Palestrina e il mosaico con ambientazione nilotica

Palestrina

La storia e le caratteristiche del raffinato mosaico di Palestrina

Un autentico capolavoro dell’arte tardo-repubblicana si nasconde a Palestrina: stiamo parlando del grande mosaico nilotico. Oltre a essere uno dei mosaici più belli del periodo, è anche un documento importantissimo che aiuta a comprendere alcune fondamentali dinamiche sociali, economiche e artistiche della Roma della fine del II secolo a.C.

In questo articolo cercheremo di analizzare la complessa storia di questa opera, della sua scoperta e le sue caratteristiche artistiche.

L’antica città latina di Palestrina

Palestrina, l’antica Praeneste, è ubicata sulle pendici meridionali dei Monti Prenestini, a controllo di una serie di tracciati del Lazio interno che ne fecero un centro importante già da epoca molto antica. Infatti la sua posizione lungo numerose vie di comunicazione che collegavano Etruria, Lazio e Campania, come le vie Labicana e Latina e la sella tra i Monti Albani e Lepini, la rendevano un punto davvero strategico.

_ESTRATTO DEI DATI_
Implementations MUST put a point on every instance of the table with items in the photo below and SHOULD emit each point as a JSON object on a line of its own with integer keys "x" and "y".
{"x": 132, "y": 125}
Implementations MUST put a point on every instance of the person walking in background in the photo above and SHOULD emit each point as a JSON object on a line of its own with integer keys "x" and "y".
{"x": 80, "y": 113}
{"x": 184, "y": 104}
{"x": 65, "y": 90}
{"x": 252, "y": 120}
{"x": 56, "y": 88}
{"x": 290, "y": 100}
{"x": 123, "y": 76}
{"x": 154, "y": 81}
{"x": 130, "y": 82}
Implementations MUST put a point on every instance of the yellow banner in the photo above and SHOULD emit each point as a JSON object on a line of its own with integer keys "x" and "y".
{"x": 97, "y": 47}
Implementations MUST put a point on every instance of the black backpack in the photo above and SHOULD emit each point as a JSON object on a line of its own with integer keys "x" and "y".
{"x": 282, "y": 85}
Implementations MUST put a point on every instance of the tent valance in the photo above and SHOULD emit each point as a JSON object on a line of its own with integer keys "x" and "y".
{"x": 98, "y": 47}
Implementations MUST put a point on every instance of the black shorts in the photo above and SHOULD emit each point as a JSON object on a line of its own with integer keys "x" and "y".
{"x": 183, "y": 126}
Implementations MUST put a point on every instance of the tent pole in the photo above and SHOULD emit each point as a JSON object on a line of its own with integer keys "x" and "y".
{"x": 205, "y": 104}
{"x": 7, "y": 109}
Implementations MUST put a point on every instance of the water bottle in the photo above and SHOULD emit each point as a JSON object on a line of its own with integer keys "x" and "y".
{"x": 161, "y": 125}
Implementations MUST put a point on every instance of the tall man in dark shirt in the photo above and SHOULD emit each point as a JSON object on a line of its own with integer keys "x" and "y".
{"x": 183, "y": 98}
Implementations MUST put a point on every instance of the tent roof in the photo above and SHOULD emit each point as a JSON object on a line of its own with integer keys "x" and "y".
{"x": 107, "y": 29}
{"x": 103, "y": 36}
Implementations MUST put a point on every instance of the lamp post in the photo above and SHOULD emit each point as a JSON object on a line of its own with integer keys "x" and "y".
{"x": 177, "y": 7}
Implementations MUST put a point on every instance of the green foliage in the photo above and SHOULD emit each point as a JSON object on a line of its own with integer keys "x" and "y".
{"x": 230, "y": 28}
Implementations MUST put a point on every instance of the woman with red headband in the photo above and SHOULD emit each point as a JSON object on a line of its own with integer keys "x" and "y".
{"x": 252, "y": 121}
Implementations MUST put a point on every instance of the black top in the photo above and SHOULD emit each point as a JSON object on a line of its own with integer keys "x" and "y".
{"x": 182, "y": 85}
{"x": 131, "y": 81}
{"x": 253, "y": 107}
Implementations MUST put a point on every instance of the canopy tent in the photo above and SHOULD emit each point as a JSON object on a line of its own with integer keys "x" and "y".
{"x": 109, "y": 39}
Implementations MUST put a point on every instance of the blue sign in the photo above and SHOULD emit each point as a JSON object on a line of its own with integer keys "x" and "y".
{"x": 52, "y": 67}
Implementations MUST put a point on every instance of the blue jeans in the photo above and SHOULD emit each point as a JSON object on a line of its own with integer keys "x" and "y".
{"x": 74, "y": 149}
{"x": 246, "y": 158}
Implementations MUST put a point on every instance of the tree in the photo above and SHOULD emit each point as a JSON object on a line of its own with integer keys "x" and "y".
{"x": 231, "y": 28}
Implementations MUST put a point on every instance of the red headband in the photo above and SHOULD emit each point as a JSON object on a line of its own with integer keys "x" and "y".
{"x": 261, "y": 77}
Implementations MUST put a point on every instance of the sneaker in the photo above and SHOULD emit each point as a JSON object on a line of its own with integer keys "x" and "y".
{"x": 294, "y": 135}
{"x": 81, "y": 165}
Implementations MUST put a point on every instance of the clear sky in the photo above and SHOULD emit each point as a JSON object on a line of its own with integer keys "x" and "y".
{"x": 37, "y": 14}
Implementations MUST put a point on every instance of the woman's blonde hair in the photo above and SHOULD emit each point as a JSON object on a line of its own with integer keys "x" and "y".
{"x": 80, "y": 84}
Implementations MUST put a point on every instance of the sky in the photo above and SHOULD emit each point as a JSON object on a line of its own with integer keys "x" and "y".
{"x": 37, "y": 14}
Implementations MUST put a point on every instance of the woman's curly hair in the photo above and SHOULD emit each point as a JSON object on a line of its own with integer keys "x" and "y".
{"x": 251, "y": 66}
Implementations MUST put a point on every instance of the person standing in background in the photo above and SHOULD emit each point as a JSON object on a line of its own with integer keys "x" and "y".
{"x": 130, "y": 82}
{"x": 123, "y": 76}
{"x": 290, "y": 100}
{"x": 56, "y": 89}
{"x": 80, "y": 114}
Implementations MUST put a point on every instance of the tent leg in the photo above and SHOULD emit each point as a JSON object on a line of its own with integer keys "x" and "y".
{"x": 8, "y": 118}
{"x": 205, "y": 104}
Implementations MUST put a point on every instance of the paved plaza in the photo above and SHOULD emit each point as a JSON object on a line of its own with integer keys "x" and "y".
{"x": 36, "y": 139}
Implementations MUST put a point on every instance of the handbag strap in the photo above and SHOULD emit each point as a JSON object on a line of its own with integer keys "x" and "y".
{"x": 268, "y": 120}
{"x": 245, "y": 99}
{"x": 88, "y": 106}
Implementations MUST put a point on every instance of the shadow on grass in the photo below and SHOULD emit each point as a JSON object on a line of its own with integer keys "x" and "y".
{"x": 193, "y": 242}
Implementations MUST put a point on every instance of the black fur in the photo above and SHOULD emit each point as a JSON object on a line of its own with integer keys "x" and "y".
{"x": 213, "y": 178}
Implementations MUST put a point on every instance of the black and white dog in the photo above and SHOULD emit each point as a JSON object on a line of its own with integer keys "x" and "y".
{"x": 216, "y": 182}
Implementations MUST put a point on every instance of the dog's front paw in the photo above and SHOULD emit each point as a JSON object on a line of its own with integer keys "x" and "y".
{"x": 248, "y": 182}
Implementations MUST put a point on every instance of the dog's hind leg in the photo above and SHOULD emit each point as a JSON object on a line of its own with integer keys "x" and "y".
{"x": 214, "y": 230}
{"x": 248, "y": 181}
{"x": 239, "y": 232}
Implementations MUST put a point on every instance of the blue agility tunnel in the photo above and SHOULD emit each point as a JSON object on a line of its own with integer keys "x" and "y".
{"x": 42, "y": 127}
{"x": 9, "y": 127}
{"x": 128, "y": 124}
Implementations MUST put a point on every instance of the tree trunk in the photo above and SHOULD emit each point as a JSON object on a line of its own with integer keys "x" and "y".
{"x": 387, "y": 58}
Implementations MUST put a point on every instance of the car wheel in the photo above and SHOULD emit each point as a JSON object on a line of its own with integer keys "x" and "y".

_COSA SI CHIEDE_
Riscrivi fedelmente il brano sul mosaico di Palestrina, tutto il tratto che va da "Palestrina e il" giù fino a "sue caratteristiche artistiche.".

_RISPOSTA AL COMPITO_
Palestrina e il mosaico con ambientazione nilotica

Palestrina

La storia e le caratteristiche del raffinato mosaico di Palestrina

Un autentico capolavoro dell’arte tardo-repubblicana si nasconde a Palestrina: stiamo parlando del grande mosaico nilotico. Oltre a essere uno dei mosaici più belli del periodo, è anche un documento importantissimo che aiuta a comprendere alcune fondamentali dinamiche sociali, economiche e artistiche della Roma della fine del II secolo a.C.

In questo articolo cercheremo di analizzare la complessa storia di questa opera, della sua scoperta e le sue caratteristiche artistiche.